--- Data ---

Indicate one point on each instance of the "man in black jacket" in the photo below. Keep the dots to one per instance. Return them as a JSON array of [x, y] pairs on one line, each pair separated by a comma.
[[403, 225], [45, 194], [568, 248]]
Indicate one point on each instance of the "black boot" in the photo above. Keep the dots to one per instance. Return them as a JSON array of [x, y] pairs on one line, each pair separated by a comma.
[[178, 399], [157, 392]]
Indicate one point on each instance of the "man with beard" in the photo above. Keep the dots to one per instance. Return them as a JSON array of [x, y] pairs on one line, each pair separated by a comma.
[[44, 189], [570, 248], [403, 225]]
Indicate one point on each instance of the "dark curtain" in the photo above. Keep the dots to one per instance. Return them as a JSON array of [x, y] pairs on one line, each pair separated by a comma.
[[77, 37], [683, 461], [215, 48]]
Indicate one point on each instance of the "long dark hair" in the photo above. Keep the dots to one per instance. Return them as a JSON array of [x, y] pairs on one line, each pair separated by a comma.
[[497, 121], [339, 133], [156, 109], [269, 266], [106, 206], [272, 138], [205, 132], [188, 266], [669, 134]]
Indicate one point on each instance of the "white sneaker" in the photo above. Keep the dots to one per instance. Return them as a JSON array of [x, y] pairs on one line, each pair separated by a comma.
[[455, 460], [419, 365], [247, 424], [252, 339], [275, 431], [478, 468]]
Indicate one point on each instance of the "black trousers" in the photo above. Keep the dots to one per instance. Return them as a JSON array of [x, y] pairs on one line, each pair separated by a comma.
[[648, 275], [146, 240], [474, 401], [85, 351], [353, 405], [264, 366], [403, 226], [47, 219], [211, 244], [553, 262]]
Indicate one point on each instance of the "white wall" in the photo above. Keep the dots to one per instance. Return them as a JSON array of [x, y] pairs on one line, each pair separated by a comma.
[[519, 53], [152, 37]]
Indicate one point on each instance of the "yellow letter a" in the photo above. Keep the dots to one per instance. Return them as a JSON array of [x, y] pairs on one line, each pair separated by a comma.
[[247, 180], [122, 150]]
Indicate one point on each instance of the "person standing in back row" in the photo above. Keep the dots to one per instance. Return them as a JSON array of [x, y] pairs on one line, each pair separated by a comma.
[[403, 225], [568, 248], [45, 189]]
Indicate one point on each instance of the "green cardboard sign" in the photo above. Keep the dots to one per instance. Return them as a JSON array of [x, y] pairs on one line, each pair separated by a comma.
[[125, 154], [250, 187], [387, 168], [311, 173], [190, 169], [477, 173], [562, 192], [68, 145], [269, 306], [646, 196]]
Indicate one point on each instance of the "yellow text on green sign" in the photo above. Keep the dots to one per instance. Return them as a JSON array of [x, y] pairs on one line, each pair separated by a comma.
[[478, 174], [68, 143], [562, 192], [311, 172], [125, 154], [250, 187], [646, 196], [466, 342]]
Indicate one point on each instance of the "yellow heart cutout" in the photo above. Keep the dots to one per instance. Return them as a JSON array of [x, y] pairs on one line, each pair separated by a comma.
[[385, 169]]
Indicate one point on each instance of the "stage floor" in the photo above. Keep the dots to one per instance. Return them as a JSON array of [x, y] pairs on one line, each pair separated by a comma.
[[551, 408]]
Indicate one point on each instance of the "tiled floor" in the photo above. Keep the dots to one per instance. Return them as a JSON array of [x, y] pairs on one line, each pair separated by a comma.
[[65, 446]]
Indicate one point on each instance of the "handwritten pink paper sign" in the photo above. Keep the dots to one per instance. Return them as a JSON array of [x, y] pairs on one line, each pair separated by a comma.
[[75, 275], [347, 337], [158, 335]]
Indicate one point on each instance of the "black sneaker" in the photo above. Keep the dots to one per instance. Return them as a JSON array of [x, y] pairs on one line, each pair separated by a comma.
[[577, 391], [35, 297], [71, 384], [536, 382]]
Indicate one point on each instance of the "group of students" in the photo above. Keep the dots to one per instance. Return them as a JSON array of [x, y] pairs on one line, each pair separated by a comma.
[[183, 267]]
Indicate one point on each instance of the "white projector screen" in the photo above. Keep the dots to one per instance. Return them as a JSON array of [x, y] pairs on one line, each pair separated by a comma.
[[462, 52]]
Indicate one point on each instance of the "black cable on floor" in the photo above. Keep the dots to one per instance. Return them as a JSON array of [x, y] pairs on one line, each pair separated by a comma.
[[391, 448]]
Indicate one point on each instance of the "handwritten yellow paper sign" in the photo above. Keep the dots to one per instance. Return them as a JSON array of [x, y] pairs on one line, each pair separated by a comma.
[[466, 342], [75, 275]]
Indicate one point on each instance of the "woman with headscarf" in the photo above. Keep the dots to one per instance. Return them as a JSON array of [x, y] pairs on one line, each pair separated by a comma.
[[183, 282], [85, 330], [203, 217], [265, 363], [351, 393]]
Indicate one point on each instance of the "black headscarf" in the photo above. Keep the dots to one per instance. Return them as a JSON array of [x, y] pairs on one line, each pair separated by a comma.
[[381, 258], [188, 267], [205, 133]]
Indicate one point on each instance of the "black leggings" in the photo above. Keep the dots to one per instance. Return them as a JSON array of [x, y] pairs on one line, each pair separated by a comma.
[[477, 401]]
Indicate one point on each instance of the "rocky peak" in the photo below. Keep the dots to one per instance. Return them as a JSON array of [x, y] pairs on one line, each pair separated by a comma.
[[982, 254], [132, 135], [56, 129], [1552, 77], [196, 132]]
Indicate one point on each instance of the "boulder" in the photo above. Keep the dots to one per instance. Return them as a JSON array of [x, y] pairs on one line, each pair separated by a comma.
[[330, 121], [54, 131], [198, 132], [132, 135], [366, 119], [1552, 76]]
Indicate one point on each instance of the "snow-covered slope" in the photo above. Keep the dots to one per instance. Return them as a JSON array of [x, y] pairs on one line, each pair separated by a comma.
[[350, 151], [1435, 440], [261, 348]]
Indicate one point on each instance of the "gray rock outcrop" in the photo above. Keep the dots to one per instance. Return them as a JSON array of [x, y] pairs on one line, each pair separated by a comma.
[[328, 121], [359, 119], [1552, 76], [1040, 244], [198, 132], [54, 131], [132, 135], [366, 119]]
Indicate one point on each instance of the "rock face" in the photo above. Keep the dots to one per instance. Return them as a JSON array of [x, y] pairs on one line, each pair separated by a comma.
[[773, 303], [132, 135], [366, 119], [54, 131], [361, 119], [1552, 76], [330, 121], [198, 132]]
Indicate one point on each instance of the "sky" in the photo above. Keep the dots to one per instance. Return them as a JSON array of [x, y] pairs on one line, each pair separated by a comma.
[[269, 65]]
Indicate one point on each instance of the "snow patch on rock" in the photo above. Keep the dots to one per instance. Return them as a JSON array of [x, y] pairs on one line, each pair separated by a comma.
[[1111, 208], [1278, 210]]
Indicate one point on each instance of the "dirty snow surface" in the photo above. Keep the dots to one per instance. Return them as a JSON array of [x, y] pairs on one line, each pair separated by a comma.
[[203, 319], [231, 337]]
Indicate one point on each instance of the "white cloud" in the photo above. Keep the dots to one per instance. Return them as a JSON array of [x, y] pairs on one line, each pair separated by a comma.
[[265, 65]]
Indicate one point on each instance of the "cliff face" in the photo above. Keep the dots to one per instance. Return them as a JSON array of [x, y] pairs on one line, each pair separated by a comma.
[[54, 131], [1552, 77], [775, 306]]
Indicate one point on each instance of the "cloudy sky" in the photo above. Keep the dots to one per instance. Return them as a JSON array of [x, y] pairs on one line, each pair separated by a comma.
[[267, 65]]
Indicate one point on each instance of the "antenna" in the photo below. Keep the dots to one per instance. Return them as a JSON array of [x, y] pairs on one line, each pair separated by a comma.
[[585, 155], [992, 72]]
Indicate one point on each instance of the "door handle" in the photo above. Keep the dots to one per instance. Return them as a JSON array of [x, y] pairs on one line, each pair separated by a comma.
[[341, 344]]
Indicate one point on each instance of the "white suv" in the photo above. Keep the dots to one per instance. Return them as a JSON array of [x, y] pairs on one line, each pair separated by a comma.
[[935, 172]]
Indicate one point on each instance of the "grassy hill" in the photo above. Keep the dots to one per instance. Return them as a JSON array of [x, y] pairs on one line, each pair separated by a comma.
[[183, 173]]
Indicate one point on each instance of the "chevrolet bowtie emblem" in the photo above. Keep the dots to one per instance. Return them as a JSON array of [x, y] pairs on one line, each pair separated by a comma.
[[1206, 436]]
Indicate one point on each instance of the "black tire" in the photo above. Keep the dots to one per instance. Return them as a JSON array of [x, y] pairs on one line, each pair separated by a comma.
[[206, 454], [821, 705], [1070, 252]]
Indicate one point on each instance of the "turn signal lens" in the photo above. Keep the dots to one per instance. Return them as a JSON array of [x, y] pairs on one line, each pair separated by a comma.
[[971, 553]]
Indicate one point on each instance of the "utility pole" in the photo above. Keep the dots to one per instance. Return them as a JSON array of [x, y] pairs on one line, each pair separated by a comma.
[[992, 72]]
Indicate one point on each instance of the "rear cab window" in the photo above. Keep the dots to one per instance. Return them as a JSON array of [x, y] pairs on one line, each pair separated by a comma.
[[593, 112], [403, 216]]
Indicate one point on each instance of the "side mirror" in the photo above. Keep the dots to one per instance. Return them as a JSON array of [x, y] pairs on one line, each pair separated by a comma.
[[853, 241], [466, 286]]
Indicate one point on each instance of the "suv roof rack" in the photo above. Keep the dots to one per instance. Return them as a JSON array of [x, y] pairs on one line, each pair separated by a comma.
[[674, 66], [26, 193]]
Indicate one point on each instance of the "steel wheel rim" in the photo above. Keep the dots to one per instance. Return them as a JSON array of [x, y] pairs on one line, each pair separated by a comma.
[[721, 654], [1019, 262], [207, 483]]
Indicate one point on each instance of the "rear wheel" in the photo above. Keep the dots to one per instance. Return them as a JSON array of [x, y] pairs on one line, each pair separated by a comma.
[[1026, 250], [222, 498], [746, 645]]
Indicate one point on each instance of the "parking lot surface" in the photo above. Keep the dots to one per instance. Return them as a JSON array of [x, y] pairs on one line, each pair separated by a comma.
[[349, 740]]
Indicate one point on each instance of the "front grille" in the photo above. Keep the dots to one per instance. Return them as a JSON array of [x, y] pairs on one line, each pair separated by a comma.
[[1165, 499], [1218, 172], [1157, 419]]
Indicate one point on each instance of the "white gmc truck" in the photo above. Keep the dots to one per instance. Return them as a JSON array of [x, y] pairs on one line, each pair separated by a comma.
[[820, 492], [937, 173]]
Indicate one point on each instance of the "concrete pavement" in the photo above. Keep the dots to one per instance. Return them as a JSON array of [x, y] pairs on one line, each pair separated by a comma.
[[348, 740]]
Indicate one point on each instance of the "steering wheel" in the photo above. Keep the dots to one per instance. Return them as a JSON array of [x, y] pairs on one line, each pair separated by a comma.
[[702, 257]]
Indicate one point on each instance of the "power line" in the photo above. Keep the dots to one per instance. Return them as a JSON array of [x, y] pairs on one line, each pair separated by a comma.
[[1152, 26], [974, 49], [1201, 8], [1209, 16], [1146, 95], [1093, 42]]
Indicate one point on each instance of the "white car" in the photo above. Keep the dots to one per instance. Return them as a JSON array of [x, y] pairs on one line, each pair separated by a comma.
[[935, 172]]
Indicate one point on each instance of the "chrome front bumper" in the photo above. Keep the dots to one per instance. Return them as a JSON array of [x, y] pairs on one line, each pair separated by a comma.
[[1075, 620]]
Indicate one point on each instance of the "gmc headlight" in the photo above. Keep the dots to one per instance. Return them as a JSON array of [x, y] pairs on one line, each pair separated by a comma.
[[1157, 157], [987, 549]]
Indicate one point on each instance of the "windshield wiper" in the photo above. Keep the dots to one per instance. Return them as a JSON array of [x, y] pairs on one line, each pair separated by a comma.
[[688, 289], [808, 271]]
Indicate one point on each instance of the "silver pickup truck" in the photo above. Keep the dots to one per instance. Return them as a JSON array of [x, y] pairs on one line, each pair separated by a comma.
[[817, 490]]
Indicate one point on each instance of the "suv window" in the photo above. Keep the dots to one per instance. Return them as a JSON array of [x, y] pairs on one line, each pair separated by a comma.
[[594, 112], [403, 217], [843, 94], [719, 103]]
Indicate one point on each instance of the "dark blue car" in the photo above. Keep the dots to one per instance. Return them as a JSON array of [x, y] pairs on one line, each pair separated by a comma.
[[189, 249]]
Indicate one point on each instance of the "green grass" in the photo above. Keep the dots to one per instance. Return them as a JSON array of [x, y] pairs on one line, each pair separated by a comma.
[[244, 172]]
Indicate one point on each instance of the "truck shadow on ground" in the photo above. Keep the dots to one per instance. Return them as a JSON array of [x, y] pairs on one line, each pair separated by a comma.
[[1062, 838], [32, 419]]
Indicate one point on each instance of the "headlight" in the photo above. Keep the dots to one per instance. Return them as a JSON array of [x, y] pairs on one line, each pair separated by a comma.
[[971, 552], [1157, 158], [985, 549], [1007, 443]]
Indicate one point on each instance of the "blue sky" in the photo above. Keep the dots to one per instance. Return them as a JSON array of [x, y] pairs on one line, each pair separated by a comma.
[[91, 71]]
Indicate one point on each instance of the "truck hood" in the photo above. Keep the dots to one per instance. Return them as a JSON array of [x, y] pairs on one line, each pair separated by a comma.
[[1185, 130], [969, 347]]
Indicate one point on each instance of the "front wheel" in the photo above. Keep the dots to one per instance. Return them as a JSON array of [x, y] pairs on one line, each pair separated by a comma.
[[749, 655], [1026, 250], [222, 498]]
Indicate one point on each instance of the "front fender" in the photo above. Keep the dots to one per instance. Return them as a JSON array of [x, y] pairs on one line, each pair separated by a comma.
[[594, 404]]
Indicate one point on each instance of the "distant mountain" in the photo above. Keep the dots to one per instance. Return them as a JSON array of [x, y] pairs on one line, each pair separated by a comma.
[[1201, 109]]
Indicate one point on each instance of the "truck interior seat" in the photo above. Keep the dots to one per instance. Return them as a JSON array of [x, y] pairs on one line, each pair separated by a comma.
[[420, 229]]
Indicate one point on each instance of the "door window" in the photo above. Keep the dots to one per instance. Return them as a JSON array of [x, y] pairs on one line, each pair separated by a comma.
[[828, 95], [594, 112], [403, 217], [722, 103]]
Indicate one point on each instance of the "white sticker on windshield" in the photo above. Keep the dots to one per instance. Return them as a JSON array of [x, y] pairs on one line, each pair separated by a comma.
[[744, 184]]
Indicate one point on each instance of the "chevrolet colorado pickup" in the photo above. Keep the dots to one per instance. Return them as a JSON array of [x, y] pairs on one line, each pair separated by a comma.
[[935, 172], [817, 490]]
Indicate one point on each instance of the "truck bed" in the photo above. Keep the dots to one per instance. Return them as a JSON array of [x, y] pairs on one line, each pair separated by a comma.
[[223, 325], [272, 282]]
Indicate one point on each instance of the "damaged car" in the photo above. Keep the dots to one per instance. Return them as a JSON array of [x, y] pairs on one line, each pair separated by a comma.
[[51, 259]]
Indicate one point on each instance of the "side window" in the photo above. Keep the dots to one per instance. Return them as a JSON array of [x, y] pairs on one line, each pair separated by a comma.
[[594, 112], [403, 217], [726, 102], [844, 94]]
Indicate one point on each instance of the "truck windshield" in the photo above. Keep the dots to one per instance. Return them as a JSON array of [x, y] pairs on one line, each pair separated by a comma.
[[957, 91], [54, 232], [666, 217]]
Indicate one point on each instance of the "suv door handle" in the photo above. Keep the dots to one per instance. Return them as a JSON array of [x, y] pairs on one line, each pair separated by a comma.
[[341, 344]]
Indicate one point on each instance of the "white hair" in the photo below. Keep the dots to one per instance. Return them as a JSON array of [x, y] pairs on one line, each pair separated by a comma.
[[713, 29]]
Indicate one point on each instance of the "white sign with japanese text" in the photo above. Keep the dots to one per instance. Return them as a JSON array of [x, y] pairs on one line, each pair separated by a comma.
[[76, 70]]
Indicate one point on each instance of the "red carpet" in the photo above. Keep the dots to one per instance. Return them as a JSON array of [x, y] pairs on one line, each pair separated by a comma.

---

Give every line of the rows above as a JSON list of strings, one string per line and no blank lines, starting at the first line and ending at the line that contains "[[178, 399], [157, 392]]".

[
  "Indicate one point on each instance of the \"man in black jacket\" in the photo below. Keep the dots to one per instance. Return them as a JSON array of [x, y] pairs on one line, each pair separated by a comma.",
  "[[403, 225], [45, 194], [568, 248]]",
  "Indicate one point on each instance of the \"black boot\" in the photo above. Keep the dots to one per instance. Return them as a JSON array of [x, y] pairs on one line, each pair separated by a comma.",
  "[[178, 399], [157, 392]]"
]